## start Information supplied
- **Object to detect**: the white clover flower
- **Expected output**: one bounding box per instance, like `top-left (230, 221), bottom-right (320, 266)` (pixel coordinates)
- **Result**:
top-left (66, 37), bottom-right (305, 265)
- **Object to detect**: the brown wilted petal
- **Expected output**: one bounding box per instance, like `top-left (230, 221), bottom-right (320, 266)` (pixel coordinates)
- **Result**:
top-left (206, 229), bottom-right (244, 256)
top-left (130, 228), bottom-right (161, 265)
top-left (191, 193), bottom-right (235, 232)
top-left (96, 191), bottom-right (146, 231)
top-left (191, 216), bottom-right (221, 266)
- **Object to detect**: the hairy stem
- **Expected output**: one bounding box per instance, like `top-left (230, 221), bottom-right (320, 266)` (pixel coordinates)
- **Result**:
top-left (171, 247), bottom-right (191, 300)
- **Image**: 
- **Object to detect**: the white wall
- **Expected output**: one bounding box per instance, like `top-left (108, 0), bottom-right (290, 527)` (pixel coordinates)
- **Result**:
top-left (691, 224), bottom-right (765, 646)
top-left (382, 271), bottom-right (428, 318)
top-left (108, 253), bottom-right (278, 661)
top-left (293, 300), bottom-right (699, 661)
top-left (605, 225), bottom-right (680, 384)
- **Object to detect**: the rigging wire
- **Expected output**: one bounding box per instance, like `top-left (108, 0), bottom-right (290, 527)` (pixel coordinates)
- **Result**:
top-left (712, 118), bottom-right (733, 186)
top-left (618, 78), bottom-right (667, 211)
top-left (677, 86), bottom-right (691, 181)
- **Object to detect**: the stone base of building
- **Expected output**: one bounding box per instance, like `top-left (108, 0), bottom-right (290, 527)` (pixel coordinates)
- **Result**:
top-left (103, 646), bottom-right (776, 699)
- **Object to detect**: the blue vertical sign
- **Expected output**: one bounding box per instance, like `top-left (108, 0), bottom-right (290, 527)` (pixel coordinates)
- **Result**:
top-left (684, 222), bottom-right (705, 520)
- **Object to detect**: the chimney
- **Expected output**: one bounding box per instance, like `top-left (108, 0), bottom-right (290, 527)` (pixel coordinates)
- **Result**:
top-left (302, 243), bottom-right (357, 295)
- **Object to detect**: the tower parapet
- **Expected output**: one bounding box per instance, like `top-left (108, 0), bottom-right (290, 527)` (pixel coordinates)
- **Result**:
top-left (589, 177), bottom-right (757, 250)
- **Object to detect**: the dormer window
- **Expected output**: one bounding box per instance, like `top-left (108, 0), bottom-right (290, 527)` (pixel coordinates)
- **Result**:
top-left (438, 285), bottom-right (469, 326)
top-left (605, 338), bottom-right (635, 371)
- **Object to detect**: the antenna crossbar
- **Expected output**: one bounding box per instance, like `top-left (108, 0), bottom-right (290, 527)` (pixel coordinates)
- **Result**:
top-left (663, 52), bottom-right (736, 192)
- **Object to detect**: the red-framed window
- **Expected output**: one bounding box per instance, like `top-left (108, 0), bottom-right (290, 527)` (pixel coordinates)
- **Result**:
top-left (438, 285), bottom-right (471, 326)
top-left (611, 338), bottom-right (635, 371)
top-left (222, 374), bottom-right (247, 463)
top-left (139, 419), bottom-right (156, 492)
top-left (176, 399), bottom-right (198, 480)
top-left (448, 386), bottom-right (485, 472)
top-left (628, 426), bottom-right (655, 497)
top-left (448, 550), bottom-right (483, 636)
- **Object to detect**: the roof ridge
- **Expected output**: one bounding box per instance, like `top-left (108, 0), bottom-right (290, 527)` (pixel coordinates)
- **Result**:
## end Information supplied
**Exercise directions:**
Rewrite the records from their start through the line containing "top-left (191, 216), bottom-right (221, 266)", both included, keeping every line and multiplying each bounding-box coordinate given as a result by 2.4, rounded to the nearest whole number with halves rounded up. Leave the sample coordinates in the expected-output lines unchanged.

**Completed task:**
- **Object to detect**: the white clover flower
- **Expected output**: one bounding box per instance, like `top-left (230, 221), bottom-right (320, 266)` (pixel coordinates)
- **Result**:
top-left (158, 89), bottom-right (732, 636)
- **Object to detect**: the brown wilted petal
- **Expected output**: one bounding box per instance, like `top-left (230, 221), bottom-right (320, 266)` (pixel coordinates)
- **Result**:
top-left (494, 550), bottom-right (586, 614)
top-left (312, 547), bottom-right (386, 636)
top-left (458, 463), bottom-right (564, 557)
top-left (230, 458), bottom-right (350, 554)
top-left (458, 518), bottom-right (530, 638)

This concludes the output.